Given passage —
########################################

Gradual Unfreezing support for Fine tuning models

Does huggingface library has support for gradual unfreezing? As thats one of the key strategy to fine tune model effectively for down stream task.

1 Like

You will have to do that manually. The Trainer won’t do it automatically for you. To freeze the pytorch model, you can do something like this:

model = AutoModel.from_pretrained(model_id)
for param in model.parameters():
    param.requires_grad = False

In this way, you’d have more granular control over which layers you want to freeze. For your use case, you’d want to train just the linear layer initially. You can do this by freezing just the encoder

for param in model.encoder.parameters():
    param.requires_grad = False

You’d have to check if encoder is an attribute of all models to be fully sure. At later stages, you can turn the bool to True, to train the encoder.

I hope this gives you an idea.

4 Likes

I would be very happy to help support this if anyone has results that demonstrate its effectiveness!

########################################

(Items stored from a collection)
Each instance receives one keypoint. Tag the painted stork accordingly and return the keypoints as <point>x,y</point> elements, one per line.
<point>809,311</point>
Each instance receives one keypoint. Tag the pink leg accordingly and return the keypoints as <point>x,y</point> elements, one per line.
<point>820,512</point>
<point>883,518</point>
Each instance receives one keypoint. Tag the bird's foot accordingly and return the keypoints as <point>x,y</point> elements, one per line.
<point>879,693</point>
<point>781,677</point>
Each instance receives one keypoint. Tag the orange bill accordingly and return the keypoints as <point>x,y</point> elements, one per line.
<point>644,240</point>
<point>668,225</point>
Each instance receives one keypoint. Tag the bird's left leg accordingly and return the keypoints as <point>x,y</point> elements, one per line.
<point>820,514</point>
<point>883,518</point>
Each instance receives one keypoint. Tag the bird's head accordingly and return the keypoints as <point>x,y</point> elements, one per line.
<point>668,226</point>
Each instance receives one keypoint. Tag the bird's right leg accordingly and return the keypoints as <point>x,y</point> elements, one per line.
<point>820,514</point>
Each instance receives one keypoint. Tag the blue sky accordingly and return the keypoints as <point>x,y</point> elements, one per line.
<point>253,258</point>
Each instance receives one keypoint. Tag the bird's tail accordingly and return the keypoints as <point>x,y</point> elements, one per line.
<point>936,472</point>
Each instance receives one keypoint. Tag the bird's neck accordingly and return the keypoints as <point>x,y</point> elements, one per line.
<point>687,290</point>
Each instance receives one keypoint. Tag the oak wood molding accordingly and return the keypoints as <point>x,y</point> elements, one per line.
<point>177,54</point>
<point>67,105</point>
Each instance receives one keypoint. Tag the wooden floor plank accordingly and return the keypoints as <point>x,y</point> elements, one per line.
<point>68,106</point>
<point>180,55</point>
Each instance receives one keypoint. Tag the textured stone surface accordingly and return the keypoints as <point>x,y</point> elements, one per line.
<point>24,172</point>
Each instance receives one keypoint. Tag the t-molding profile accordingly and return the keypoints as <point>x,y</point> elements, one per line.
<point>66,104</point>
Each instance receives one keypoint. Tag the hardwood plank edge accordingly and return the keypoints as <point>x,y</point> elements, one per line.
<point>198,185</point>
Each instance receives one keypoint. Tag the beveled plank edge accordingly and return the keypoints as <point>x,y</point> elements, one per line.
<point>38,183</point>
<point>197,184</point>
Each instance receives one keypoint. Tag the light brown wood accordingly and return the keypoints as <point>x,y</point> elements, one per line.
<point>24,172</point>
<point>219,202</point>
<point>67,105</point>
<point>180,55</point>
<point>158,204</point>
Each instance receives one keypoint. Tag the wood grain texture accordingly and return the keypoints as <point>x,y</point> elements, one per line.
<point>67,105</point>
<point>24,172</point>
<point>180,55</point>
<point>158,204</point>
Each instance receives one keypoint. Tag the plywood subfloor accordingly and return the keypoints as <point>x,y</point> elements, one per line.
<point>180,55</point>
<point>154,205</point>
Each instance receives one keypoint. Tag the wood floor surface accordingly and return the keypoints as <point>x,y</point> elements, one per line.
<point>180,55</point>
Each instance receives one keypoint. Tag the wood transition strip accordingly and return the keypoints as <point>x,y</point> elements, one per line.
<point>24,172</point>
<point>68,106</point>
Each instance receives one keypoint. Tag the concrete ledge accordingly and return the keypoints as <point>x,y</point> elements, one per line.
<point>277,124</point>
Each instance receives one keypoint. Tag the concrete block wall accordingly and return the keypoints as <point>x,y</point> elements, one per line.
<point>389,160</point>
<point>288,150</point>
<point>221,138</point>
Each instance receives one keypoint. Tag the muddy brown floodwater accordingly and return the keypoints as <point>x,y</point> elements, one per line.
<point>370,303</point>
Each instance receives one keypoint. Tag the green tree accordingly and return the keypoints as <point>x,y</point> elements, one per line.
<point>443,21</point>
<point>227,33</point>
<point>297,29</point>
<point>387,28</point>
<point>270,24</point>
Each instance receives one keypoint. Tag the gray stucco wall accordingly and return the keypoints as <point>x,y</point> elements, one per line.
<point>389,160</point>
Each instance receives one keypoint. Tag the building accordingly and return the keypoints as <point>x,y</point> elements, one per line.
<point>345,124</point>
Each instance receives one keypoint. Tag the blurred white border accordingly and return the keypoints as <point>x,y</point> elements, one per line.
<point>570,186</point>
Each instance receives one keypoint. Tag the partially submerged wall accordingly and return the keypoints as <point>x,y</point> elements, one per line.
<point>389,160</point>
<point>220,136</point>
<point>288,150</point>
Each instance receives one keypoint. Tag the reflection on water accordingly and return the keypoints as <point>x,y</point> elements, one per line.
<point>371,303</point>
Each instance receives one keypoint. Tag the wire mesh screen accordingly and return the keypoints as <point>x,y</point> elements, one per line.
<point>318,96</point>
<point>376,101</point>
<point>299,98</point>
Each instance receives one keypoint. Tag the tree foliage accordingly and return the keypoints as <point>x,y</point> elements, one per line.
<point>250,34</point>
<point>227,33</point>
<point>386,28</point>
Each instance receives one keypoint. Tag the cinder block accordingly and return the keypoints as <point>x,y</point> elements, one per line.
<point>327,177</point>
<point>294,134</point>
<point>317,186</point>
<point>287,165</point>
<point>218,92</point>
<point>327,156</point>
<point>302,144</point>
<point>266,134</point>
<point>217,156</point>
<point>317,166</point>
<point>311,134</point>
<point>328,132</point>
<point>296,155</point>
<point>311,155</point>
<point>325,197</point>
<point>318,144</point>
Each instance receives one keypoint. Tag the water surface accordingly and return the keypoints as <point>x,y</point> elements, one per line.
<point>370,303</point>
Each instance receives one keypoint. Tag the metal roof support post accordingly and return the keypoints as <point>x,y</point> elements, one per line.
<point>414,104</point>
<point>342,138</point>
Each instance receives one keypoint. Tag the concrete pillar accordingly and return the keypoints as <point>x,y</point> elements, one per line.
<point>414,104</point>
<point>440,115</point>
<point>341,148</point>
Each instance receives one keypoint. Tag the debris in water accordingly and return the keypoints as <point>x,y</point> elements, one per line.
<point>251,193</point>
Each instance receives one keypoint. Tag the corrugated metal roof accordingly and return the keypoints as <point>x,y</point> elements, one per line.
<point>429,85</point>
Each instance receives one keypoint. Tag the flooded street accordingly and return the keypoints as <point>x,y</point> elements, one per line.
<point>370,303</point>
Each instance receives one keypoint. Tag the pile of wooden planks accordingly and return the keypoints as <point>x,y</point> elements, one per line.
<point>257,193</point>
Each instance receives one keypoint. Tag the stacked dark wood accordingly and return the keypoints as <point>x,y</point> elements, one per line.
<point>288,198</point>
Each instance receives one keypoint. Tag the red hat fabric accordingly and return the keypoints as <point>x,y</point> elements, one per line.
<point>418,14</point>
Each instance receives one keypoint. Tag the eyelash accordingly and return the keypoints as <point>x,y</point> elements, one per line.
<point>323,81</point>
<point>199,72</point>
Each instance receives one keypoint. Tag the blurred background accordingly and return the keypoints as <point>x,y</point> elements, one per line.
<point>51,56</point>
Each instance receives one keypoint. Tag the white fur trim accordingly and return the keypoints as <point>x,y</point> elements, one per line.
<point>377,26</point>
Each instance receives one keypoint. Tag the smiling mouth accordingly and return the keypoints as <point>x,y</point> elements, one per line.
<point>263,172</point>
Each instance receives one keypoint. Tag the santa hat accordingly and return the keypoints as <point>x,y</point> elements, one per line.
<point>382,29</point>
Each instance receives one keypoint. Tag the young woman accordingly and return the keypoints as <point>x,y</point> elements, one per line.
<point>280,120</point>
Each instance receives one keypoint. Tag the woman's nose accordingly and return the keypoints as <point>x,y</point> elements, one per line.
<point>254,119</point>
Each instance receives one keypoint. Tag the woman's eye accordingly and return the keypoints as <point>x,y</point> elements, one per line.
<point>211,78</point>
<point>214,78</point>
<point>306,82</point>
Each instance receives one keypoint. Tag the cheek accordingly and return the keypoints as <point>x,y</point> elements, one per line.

########################################

Tasks to perform —
(a) Please rewrite the part of the listing between the lines holding "Each instance receives one keypoint. Tag the t-molding" and "<point>198,185</point>", inclusive, replacing "accordingly" with "correspondingly" and keeping everything else unchanged.
(b) Write the next part of the gradual unfreezing thread, picking up after its last post.
The listing and the gradual unfreezing thread have no connection to each other.

Results by task —
(a)
Each instance receives one keypoint. Tag the t-molding profile correspondingly and return the keypoints as <point>x,y</point> elements, one per line.
<point>66,104</point>
Each instance receives one keypoint. Tag the hardwood plank edge correspondingly and return the keypoints as <point>x,y</point> elements, one per line.
<point>198,185</point>

(b)
There is also a freeze_params helper function here: https://github.com/huggingface/transformers/blob/e92efcf7286c955e6901f894be39cf6154af48b7/examples/seq2seq/utils.py#L277

1 Like

hi @sshleifer,

what counts as a “layer” for freezing?

I’ve created a model based on BertModel (with a custom head), and I’d like to freeze the embedding layer and some of the attention layers. I’ve applied

ct = 0
for child in model.children():
ct += 1
if ct < 11: # this freezes layers 1-10
for param in child.parameters():
param.requires_grad = False

but I’m not sure what that will have frozen.

How can I tell ?